ACTIVITY LIST:
1. According to the Pasifika short-film program description, who curated the program?
2. From the Pasifika short-film program description, extract the passage from "Curated by Samantha" up to and including "diaspora and beyond.".
3. Continue the Pasifika short-film program description from where it stops.

1hr 25min NR

Pasifika Routes Home: Short films from the diaspora 

Curated by Samantha Olvera (Taitano, Familian Queto)


Program Description: 

This selection of short films presents a glimpse into the multilayered organizing histories of two Pacific Islander communities in Southern California. In converging distinct moments of CHamoru and Samoan collectivism, we honor the resilience and indigenous knowledeways that NHPI communities have and continue to nurture within the diaspora and beyond.

To the Pasifika elders, artists, and cultural bearers doing the work everyday. Thank you for showing us the way.

“Nobody rules us, we rule ourselves.”


Ta Hasso I Manaina (2021) | 6 mins | Neil Tinkham, Kutturan CHamoru Foundation:

Like many organizations affected by the COVID-19 pandemic, the Kutturan Chamoru Foundation’s operations have been greatly reduced. To maintain its mission, KCF leaders will have members learn how to create an in-language chant and then have it published. However, in order to do this, members will have to meet online, in isolation, and learn how to work together apart.

Magellan Doesn’t Live Here (2017) | 22 mins | Mariquita Davis

Nearly 500 years after Europeans first arrived in Guam, Mario Borja, a Chamoru craftsman and amateur historian, reconstructs a lost history of our  people, that takes us from the British Naval archives to a Pacific crossing, which will bring his crew back to Guam in a hand built outrigger called a Sakman. 

The film is a parable about the resilient spirit that is at the heart of the survival of the CHamoru people and our culture. It is both biographical and experimental. Structured around this idea of trying to get Magellan on the phone, it introduces the question of how to traverse or translate between oral and literate culture or memory. The Sakman has been navigating between these two modes of history – disappearing from one, which is enacted and chanted – some fragment of it sustained in the other, as a drawing in an archive, and then through this intrepid group of craftsman, returning again to the lived form of cultural memory.

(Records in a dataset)
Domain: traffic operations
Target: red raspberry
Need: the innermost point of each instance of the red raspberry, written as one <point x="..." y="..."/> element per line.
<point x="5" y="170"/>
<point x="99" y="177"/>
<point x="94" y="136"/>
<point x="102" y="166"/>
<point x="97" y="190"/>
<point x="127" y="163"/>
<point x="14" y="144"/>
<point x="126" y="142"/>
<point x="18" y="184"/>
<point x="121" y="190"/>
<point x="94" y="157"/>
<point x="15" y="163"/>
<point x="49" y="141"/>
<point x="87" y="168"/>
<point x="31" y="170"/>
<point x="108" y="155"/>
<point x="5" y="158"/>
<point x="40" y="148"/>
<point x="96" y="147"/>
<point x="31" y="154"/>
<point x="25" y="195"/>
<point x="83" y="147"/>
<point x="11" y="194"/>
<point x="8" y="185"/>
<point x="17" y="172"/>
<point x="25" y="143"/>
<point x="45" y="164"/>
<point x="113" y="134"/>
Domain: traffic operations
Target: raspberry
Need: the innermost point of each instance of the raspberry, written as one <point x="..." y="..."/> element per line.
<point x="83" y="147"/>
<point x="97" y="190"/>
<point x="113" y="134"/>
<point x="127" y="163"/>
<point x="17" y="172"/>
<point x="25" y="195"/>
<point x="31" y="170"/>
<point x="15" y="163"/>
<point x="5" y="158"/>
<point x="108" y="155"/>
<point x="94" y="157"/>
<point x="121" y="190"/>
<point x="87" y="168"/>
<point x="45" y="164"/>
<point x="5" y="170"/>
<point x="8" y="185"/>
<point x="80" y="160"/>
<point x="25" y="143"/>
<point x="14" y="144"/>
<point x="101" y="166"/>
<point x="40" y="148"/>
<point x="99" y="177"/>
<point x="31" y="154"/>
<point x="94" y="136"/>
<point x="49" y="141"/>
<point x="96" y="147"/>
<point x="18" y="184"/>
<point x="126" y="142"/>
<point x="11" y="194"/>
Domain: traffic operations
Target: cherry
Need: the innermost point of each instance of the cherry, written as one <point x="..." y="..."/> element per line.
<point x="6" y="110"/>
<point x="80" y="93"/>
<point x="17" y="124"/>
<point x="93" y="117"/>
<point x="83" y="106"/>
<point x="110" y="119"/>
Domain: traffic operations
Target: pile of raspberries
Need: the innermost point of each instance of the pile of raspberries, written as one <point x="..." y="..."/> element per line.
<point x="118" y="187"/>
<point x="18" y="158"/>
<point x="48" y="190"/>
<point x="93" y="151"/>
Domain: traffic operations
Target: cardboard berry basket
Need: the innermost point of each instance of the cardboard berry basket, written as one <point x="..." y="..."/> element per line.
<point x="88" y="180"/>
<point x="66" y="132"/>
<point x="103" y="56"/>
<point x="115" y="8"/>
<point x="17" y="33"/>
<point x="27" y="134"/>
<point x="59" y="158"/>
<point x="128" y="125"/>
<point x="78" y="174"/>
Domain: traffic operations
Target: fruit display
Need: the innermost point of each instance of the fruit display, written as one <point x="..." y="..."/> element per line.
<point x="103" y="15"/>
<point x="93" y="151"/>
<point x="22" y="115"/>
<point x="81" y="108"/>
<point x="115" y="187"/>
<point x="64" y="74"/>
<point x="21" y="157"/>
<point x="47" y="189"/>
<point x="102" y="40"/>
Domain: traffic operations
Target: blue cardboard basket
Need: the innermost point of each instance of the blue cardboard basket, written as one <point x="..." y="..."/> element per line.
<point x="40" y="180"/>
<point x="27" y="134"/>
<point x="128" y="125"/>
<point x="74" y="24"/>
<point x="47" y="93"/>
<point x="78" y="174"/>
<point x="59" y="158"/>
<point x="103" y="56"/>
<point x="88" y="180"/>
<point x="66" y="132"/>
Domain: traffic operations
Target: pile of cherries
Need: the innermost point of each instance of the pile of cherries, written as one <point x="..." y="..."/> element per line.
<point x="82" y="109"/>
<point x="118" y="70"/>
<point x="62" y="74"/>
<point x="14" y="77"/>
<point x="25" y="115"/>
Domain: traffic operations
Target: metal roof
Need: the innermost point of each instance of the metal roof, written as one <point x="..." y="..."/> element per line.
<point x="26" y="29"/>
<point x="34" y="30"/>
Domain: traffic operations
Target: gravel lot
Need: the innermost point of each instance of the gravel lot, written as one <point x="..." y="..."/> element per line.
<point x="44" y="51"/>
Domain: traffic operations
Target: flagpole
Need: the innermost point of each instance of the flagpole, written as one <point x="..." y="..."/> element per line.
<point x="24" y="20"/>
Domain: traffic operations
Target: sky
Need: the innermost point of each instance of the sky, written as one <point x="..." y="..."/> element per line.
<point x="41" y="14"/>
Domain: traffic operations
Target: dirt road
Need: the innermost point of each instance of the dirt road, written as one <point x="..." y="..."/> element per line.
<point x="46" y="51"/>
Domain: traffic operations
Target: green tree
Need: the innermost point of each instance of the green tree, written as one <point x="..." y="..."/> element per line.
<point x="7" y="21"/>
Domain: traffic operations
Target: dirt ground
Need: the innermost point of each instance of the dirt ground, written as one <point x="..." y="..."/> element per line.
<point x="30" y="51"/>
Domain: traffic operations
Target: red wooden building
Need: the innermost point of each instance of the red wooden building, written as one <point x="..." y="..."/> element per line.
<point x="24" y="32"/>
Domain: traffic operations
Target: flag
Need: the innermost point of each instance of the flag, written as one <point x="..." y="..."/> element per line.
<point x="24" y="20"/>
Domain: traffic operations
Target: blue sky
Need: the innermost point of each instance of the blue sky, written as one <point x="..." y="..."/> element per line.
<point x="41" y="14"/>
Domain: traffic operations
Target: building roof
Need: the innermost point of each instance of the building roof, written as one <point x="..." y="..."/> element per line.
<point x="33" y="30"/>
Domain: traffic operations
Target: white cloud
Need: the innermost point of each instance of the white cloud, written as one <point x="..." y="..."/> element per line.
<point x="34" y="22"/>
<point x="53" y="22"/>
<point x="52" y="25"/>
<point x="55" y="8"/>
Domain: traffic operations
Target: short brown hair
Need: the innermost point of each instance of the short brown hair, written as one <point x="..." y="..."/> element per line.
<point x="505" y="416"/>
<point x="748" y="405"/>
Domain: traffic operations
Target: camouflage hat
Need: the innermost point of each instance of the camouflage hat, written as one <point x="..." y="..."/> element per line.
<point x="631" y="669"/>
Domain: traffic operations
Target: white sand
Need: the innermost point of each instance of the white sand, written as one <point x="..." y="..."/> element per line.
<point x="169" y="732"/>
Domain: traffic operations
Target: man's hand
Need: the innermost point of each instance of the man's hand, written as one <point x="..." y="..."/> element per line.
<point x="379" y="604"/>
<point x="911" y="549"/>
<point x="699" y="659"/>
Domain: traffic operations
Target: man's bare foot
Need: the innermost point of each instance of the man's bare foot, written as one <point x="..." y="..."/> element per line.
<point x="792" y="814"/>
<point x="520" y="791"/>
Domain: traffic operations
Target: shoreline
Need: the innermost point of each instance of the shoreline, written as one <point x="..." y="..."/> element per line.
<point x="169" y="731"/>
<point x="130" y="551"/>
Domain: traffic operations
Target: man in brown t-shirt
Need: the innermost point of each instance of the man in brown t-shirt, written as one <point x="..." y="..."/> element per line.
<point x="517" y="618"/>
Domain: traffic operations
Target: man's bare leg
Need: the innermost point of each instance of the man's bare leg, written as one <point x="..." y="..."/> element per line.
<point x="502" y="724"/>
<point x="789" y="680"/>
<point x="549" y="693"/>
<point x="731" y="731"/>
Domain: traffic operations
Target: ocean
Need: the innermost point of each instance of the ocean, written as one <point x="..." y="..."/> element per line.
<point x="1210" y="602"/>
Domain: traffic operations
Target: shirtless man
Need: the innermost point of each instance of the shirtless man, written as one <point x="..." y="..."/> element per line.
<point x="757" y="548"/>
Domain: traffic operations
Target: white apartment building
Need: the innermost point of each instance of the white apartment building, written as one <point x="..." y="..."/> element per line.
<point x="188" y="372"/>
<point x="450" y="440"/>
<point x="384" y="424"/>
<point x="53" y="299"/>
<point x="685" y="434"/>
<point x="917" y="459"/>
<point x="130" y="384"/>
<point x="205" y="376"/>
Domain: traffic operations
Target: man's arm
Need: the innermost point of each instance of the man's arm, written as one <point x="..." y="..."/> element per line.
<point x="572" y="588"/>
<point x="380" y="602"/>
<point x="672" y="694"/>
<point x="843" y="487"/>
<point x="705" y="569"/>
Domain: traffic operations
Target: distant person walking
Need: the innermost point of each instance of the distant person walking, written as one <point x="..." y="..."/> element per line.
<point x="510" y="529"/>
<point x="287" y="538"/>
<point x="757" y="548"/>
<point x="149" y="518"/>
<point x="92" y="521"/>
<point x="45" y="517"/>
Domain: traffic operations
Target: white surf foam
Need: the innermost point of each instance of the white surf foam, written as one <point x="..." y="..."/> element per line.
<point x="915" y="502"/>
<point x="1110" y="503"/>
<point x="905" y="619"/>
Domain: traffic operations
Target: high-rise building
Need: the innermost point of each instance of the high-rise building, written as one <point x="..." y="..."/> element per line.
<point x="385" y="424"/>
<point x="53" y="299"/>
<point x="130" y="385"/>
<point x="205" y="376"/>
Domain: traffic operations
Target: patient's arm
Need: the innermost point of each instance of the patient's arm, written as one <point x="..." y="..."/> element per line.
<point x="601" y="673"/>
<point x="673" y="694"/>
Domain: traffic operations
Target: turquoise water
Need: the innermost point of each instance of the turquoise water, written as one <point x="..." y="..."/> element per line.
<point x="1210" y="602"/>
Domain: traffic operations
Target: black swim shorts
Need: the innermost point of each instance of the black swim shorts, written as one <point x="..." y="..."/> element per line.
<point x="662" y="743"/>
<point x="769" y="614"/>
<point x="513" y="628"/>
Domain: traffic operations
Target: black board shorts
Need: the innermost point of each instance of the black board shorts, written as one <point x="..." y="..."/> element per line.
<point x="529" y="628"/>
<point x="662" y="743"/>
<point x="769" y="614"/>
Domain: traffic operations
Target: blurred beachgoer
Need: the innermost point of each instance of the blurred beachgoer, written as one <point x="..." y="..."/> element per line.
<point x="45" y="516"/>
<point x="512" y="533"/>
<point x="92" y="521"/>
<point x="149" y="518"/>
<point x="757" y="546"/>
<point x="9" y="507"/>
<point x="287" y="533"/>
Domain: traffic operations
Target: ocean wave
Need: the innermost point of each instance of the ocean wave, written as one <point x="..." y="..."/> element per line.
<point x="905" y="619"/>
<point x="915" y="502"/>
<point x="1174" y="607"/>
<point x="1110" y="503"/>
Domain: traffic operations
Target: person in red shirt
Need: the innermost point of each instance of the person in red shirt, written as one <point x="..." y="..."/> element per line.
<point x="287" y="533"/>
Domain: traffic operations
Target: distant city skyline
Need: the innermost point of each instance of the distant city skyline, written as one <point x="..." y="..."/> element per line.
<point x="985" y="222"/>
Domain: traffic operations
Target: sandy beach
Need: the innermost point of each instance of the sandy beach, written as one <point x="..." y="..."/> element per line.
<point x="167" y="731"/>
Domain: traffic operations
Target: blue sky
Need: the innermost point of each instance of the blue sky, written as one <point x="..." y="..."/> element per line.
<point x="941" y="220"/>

ANSWER SET:
1. Samantha Olvera (Taitano, Familian Queto)

2.
Curated by Samantha Olvera (Taitano, Familian Queto)


Program Description: 

This selection of short films presents a glimpse into the multilayered organizing histories of two Pacific Islander communities in Southern California. In converging distinct moments of CHamoru and Samoan collectivism, we honor the resilience and indigenous knowledeways that NHPI communities have and continue to nurture within the diaspora and beyond.

3.
This dynamic marks something of the shared experience of Pacific Islanders returning to their islands, both literally, for those of the diaspora finding their ways home by boat, or by plane, or in dreams, or across the internet, and metaphorically in the sense of returning to the strength of our traditions and our connection to the land and sea that define us. All of us face the anxiety of having lost something of this connection, and the uncertainties of finding our way as we return.

Samoan Americans in Carson, CA (2019) | 6 mins | Visual Communications

June Pouesi, director of the Office of Samoan Affairs, describes the waves of immigration from American Samoa that led to the development of the Samoan community. She also comments on VC’s photo documentation of work, cultural performances and youth activities.

Omai Fa’atasi: Samoa Mo Samoa (1978) | 33 mins | Visual Communications

Fakkai (2023) | 8 mins | Alf Bordallo

This project is about the indigenous CHamoru interpretation of time and its relationship to labor and community. Utilizing analog video, photography, and found-footage audio interviews, FÅKKAI recalls our fragmented history through distorted and repurposed media.